* Soal Latihan A
Pilih dan salin setiap baris entri yang memuat kata "wooden".

* Bacaan Pilihan

***

Baca berita dengan sedikit iklan, klik di sini
ADA pemandangan yang kerap ditemui di Addis Ababa, Ethiopia. Seseorang yang sedang berjalan kaki akan berhenti, menghadap ke gereja yang dilaluinya, lalu membuat tanda salib. Setelah itu, ia akan melanjutkan langkahnya yang tadi terhenti. Hal yang hampir sama saya temukan selama tujuh hari perjalanan mengelilingi Ethiopia, dari Omorate di selatan hingga Lalibela di utara. Wendy, sopir mobil sewaan, membuat tanda salib setiap kali melewati gereja yang dilaluinya sembari menyetir. “Kenapa kamu melakukan itu?” saya bertanya. Wendy hanya membalas dengan senyum.
Ethiopia dikenal dengan tradisi Kristen Ortodoks yang kuat. Ajaran Kristen sudah masuk ke Ethiopia pada abad pertama, setelah Yesus Kristus wafat. Beberapa literatur menyebutkan ada dua murid Yesus yang menyebarkan Kristen hingga ke Ethiopia, yakni Matius dan Filipus. Pada abad ke-4, Raja Ezana, yang memerintah Kerajaan Aksum, menjadikan Ortodoks sebagai agama resmi di seluruh wilayahnya.
Kristen Ortodoks Ethiopia punya beberapa perbedaan dengan denominasi Katolik dan Kristen lain. Ihwal makan daging babi misalnya. Bagi kebanyakan umat kristiani, memakan daging babi adalah hal biasa. Namun, bagi penganut Ortodoks, layaknya muslim, daging babi dianggap haram. “Karena ada kejadian dalam Kitab Suci bahwa Yesus mengusir setan dan masuk ke babi,” kata Genet Tesfaye, perempuan penganut Ortodoks.
Selain itu, umat Ortodoks di Ethiopia menjalankan puasa lebih dari 200 hari dalam setahun. Bandingkan dengan masa puasa atau pantang dalam Katolik, yang hanya 40 hari sebelum Paskah. Penganut Ortodoks puasa makan dan minum hingga pukul 3 sore. Setelah berbuka pun mereka tidak boleh memakan produk hewani, seperti daging, telur, dan susu.
Puasa tersebut antara lain selama masa Adven atau menjelang Natal dengan durasi 45 hari, masa Prapaskah selama 56 hari, peringatan para rasul Yesus menerima roh kudus setelah Pantekosta selama 42 hari pada Mei-Juli, dan peringatan Maria diangkat ke surga pada Agustus selama 16 hari.

***

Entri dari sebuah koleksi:
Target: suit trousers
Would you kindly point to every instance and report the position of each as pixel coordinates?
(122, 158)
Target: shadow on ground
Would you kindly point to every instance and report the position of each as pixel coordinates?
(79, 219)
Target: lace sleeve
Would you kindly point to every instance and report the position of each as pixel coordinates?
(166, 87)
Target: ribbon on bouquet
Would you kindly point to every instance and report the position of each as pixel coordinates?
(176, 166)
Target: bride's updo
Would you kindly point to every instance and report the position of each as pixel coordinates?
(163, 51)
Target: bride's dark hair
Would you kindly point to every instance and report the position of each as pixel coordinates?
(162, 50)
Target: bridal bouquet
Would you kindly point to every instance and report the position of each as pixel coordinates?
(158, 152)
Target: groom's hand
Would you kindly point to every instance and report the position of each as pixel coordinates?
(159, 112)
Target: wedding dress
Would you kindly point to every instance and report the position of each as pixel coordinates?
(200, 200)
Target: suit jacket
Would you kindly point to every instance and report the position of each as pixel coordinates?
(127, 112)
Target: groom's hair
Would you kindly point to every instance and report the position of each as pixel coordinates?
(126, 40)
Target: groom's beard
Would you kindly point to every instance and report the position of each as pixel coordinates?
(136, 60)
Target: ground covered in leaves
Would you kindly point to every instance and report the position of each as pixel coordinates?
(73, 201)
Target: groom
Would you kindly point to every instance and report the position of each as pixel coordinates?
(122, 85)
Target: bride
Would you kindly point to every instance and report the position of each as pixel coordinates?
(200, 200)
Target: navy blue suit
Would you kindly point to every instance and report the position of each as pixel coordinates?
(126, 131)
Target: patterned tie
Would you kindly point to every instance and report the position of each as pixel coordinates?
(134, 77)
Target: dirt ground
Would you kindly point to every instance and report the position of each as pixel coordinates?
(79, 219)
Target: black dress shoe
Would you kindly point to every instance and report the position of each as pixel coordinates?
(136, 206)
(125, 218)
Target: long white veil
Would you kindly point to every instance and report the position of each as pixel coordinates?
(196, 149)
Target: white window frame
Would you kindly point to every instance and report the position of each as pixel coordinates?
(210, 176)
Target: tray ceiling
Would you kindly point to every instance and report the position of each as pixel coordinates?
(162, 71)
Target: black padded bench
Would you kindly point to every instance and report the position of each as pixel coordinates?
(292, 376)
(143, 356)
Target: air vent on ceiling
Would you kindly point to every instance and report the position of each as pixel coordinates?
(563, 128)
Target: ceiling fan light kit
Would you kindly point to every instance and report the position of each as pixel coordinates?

***

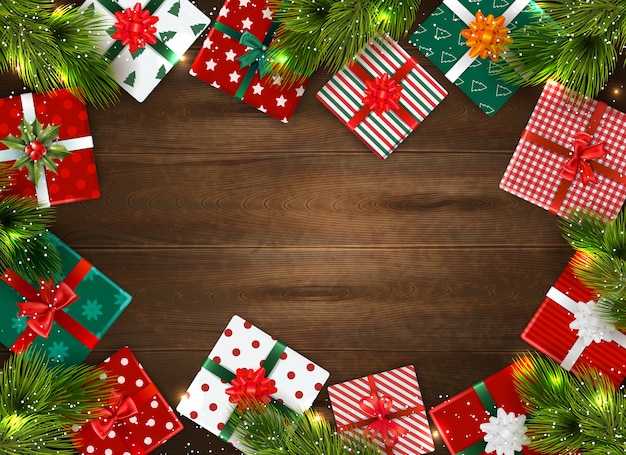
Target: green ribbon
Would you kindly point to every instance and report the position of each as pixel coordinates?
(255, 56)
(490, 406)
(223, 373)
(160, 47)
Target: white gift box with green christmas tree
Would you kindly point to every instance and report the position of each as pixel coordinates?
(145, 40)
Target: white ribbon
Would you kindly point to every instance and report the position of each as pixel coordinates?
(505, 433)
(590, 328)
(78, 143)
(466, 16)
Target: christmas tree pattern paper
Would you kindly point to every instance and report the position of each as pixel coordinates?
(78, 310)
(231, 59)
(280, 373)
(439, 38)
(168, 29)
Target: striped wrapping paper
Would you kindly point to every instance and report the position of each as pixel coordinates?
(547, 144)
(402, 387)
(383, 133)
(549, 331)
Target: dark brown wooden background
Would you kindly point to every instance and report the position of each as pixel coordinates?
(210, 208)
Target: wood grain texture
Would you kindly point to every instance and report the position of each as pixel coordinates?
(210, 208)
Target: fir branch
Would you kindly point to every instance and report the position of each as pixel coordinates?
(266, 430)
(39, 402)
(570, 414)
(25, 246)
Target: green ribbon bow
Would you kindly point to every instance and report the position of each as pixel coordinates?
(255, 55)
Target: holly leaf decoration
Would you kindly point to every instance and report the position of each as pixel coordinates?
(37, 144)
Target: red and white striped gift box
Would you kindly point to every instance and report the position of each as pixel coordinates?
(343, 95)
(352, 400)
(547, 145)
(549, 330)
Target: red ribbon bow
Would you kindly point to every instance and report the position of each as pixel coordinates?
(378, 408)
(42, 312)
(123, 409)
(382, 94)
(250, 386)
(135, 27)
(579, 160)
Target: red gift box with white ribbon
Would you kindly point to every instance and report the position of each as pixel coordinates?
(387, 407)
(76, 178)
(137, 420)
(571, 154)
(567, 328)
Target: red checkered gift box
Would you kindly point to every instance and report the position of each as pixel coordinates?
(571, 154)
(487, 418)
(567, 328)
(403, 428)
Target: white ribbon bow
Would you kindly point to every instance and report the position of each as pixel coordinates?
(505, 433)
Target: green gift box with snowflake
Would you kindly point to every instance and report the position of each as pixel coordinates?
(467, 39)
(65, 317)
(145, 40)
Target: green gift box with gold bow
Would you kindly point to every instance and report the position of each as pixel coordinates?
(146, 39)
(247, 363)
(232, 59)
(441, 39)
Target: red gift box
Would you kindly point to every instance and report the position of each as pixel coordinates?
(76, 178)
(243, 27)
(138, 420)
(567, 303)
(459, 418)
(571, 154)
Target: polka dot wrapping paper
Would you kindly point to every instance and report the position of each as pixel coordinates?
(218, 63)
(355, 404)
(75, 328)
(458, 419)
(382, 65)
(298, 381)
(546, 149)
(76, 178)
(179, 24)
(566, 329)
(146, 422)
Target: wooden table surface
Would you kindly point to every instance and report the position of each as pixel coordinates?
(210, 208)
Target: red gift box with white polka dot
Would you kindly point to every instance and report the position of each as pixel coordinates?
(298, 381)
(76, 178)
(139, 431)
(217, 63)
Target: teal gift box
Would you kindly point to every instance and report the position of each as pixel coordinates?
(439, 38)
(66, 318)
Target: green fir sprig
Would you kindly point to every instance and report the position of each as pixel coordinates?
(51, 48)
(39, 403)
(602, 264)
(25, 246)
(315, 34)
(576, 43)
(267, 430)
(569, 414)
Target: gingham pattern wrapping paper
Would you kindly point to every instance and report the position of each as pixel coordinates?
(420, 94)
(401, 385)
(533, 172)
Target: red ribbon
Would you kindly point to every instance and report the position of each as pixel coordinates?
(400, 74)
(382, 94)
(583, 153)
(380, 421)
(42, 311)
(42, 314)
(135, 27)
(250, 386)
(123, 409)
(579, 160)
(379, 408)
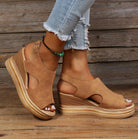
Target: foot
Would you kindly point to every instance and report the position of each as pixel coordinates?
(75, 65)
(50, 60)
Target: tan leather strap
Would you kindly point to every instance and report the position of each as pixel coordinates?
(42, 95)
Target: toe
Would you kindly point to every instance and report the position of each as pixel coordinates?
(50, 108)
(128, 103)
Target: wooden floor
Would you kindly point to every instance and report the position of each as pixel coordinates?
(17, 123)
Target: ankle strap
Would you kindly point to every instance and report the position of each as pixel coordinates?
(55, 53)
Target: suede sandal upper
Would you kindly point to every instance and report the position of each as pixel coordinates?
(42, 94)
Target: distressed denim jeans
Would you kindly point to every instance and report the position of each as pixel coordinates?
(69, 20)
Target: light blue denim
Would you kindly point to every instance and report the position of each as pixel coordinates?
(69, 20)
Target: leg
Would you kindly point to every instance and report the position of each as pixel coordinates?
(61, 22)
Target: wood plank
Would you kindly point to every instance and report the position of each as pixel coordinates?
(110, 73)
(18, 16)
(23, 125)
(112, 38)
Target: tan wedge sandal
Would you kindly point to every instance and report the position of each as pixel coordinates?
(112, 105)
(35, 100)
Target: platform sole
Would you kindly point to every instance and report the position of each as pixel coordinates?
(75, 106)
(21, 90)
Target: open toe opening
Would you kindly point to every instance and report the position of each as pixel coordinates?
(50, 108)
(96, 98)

***

* Soal Latihan B
Menurut bacaan tentang Kristen Ortodoks di Ethiopia, siapa yang menjadikan Ortodoks agama resmi pada abad ke-4?

* Contoh Jawaban A
Target: dark brown wooden background
Target: wooden table surface
Target: wooden floor

* Contoh Jawaban B
Raja Ezana, yang memerintah Kerajaan Aksum.